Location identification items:
══════
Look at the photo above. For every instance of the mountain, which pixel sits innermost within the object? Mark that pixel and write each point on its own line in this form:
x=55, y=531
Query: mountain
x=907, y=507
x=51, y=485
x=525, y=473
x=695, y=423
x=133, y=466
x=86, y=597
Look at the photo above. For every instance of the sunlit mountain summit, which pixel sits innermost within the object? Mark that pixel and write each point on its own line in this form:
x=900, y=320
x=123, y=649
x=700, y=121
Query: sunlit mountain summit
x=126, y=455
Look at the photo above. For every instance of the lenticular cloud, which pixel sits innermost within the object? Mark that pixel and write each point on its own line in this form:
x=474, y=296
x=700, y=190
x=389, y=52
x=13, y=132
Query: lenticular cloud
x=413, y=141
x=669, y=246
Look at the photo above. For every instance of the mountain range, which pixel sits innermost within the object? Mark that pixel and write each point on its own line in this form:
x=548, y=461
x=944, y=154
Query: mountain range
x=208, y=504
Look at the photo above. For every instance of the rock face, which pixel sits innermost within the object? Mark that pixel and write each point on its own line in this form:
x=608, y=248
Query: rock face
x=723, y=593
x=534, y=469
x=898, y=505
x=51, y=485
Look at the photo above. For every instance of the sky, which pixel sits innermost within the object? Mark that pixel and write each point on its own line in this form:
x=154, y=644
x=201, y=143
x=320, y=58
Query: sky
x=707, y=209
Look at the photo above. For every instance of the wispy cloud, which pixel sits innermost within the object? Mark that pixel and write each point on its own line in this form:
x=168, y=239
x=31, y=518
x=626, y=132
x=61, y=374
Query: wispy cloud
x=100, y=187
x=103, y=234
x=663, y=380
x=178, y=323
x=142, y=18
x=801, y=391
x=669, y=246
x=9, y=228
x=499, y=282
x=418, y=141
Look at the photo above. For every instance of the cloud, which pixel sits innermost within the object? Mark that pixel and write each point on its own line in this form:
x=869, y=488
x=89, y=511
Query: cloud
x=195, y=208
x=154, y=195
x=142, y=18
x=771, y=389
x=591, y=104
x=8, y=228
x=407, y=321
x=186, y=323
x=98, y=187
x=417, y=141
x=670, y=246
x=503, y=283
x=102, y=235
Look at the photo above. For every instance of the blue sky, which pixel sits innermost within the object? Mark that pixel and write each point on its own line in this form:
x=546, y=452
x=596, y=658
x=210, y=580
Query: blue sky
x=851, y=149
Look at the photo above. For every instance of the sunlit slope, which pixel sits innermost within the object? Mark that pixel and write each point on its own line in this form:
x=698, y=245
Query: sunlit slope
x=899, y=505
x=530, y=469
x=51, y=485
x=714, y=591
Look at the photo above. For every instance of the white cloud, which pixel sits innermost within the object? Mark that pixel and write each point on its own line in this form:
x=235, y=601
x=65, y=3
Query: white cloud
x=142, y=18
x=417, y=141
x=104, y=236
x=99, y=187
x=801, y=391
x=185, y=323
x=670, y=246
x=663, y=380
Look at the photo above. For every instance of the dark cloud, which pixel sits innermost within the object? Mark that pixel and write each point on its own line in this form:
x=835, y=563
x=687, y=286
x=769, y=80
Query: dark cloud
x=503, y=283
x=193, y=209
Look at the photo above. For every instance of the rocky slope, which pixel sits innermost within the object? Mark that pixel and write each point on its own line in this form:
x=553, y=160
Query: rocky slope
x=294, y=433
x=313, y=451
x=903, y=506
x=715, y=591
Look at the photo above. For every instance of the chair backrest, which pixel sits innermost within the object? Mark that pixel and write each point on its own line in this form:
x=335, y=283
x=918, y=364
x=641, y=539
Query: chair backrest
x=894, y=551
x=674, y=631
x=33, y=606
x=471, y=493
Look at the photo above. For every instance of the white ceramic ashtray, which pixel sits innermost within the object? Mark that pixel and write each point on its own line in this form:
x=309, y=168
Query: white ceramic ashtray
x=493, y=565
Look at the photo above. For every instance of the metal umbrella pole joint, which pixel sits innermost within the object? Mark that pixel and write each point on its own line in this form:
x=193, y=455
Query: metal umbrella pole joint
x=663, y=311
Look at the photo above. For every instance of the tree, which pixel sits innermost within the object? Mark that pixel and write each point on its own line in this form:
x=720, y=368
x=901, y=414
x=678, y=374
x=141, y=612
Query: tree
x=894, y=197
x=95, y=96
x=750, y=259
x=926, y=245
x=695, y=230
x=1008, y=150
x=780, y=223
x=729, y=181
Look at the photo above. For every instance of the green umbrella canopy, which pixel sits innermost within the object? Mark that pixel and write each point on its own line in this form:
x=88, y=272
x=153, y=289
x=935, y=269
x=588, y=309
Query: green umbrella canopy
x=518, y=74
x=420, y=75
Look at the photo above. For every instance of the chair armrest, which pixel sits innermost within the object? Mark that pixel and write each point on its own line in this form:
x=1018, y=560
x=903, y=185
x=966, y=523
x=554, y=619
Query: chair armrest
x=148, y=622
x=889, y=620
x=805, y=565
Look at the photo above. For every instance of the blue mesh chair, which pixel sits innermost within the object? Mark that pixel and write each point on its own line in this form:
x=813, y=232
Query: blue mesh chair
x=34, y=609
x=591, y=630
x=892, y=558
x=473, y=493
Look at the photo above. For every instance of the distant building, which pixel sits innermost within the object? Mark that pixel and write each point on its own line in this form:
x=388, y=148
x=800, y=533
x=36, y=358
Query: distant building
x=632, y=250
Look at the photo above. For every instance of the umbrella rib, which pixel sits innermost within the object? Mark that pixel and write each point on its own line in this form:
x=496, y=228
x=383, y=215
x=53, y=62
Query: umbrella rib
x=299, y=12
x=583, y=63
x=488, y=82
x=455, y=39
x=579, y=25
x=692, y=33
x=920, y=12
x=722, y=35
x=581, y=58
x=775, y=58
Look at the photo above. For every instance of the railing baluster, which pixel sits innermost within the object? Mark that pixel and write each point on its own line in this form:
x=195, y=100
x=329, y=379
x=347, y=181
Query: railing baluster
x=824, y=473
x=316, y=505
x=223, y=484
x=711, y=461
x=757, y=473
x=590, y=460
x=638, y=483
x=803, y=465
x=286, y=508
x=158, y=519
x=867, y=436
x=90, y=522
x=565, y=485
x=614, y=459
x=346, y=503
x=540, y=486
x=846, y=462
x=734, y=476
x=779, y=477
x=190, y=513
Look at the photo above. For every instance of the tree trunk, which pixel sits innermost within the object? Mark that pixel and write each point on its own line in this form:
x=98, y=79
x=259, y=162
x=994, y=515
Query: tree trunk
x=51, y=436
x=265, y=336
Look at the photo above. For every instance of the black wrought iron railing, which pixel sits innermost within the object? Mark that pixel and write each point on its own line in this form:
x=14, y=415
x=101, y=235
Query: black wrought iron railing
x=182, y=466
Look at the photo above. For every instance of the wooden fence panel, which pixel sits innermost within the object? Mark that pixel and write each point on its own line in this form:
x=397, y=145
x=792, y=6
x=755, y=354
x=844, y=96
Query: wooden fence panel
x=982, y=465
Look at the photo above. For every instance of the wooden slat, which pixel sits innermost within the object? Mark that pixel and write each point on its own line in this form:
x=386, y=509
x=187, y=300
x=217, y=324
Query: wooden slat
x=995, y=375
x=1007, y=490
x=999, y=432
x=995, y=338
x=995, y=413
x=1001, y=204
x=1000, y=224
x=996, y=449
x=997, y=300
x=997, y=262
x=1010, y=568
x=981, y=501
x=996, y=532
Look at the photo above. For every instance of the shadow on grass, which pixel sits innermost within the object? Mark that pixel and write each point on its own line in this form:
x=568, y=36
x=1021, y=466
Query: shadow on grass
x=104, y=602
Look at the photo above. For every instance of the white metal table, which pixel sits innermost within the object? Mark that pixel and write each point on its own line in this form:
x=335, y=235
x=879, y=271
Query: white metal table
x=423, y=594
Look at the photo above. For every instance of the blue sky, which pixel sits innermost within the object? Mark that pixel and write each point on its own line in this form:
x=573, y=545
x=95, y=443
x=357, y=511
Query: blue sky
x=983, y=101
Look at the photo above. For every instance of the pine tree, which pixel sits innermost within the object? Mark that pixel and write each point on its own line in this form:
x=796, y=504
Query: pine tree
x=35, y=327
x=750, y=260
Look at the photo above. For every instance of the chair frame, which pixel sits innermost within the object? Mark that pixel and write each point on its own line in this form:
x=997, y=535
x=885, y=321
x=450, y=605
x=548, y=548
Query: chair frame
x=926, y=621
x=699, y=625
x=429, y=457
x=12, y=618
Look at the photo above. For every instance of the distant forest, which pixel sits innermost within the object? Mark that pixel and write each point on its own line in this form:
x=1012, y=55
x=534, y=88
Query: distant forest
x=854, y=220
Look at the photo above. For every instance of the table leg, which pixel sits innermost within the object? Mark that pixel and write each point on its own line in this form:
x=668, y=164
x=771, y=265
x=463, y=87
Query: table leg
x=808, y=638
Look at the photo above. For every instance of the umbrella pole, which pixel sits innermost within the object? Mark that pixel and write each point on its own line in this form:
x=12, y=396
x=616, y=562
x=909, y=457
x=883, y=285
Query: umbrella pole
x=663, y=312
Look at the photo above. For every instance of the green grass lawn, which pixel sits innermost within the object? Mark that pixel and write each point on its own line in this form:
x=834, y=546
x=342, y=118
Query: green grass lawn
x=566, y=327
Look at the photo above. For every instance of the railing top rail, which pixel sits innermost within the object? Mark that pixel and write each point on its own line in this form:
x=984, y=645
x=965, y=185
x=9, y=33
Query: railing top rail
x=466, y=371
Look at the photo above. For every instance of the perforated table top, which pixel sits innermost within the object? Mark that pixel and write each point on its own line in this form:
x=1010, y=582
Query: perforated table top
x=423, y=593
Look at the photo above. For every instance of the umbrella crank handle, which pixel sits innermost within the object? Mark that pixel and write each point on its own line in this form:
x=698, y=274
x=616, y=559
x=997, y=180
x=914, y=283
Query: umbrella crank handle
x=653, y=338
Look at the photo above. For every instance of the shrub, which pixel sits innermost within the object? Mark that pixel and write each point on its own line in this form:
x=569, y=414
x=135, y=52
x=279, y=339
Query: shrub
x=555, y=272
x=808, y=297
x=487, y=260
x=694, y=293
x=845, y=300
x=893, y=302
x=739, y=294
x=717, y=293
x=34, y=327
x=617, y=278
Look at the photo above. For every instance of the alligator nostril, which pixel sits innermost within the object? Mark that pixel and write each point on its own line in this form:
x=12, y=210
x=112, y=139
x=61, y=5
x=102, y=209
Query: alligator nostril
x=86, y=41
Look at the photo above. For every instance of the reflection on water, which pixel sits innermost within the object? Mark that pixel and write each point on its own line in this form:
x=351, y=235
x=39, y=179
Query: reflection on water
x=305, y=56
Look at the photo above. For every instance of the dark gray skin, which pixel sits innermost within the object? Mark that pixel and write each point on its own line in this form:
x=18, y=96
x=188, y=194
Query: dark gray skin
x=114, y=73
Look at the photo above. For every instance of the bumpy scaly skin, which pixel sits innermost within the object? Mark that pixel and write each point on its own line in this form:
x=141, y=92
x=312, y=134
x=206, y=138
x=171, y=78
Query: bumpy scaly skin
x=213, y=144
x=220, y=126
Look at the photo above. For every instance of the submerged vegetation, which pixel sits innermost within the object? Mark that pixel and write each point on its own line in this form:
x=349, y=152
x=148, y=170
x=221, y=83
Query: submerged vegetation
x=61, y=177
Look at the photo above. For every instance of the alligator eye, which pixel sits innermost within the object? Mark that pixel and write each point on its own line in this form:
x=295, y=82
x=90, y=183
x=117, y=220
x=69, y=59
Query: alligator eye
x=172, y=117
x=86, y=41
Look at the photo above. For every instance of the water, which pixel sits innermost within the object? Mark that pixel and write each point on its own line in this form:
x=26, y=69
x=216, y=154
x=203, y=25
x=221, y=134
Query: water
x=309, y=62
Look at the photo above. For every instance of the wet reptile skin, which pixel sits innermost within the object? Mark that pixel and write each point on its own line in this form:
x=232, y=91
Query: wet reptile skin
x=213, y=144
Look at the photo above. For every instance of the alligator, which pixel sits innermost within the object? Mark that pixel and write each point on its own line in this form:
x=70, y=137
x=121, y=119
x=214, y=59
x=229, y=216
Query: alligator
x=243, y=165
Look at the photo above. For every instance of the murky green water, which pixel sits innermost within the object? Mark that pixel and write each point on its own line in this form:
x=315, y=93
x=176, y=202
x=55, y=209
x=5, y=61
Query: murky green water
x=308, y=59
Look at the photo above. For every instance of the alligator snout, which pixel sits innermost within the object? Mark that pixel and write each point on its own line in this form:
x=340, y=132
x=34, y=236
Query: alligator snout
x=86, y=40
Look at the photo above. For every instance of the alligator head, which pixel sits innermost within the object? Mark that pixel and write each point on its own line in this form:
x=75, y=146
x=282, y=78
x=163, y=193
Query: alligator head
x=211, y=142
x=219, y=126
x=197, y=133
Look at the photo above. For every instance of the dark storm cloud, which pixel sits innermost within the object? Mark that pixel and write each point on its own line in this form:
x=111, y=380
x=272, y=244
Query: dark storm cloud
══════
▸ **WRITTEN PROBLEM**: Copy out again, word for word, the lines of the items above, everything from the line containing "the green umbrella" down to the line containing "x=775, y=58", with both of those lines included.

▸ **WRITTEN SOLUTION**:
Look at the photo above. For every instance of the green umbrella canopy, which pixel sits innermost within the object? Mark that pixel and write each point on its own line in this form:
x=88, y=272
x=153, y=289
x=935, y=269
x=588, y=309
Query: green umbrella canopy
x=518, y=74
x=420, y=75
Look at the photo above. For every instance of the chair armrest, which pixel sits innermost within the object? Mark that pixel and write each point on its own line in this form:
x=1018, y=560
x=903, y=185
x=966, y=523
x=554, y=619
Query: chair armrest
x=148, y=622
x=889, y=620
x=805, y=565
Look at the photo above. For every instance of the blue mesh chair, which pixel sits innermost within the object? Mark that pixel and write each point on its own line in this form:
x=813, y=232
Query: blue mesh chair
x=34, y=609
x=591, y=630
x=892, y=558
x=473, y=493
Look at the photo above. For every instance of the distant building, which pixel sits innermost within the object? Mark that pixel and write each point on its own line in this form:
x=388, y=148
x=800, y=533
x=36, y=358
Query: distant building
x=632, y=250
Look at the photo above. For every instance of the umbrella rib, which pixel sits innermost within the object? Mark that pixel and write each point on its own line in this form:
x=496, y=228
x=383, y=215
x=53, y=62
Query: umbrella rib
x=299, y=12
x=583, y=63
x=488, y=82
x=455, y=39
x=579, y=25
x=692, y=33
x=920, y=12
x=722, y=35
x=581, y=58
x=775, y=58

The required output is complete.